_SET EXERCISE:_ Extract every line of the records below that contains the word "bath" and copy each one in full. Case counts, so a line where the word appears only in different capitalization does not qualify.

_INFORMATION SHOWN:_
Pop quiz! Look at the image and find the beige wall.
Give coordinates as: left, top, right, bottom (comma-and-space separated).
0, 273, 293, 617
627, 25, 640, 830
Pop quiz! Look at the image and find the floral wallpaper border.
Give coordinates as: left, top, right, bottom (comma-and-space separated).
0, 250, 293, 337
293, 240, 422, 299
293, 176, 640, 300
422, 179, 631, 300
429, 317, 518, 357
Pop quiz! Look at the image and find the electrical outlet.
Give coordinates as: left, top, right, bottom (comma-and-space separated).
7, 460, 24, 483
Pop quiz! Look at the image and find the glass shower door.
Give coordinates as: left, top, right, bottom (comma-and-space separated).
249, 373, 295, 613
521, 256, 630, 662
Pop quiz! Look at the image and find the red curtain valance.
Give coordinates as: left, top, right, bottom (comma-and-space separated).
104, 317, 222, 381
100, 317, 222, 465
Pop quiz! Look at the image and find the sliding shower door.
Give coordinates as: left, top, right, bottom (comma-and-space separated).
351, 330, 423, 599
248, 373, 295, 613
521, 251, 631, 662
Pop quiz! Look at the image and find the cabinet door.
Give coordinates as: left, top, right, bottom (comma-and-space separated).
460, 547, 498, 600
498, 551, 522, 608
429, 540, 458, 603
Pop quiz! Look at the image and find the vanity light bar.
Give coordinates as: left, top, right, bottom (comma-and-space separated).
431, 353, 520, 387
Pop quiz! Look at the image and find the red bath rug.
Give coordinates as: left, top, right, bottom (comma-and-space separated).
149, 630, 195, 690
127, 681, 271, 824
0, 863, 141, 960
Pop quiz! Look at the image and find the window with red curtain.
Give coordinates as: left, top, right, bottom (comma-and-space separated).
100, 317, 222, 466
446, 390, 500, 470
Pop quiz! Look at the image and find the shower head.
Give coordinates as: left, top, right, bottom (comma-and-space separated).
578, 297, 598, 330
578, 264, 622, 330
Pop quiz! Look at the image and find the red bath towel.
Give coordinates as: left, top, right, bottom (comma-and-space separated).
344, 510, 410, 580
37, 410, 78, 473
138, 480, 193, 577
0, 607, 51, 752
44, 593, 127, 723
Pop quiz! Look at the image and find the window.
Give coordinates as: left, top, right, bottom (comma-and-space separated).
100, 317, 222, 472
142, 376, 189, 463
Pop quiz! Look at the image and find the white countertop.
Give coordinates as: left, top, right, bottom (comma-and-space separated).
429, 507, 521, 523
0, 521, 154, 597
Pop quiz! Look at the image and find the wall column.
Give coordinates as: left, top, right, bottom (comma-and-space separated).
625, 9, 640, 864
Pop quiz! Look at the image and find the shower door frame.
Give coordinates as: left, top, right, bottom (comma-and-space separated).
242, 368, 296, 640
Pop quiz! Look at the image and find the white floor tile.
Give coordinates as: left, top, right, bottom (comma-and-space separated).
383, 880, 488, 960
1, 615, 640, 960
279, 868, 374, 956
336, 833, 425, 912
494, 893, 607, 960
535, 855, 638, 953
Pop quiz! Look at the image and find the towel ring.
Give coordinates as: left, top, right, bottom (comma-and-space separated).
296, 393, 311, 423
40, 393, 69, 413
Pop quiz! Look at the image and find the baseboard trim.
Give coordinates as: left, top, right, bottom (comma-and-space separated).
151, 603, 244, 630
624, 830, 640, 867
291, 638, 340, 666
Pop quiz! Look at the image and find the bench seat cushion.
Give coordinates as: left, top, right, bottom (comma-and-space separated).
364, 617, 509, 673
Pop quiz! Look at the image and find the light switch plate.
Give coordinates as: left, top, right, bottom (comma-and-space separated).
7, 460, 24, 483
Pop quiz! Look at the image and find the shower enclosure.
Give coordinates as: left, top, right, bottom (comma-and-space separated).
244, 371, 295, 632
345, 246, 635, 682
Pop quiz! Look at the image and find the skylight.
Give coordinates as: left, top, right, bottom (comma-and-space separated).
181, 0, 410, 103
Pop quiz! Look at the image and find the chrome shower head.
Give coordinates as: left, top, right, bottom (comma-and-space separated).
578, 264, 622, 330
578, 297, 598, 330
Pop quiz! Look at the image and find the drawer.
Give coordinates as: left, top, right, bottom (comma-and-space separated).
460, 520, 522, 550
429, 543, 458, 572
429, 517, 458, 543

_SOLUTION FOR THIS PROBLEM:_
Pop quiz! Look at the image and find the red bath rug.
Pop quiz! Look at the image and find the red bath towel.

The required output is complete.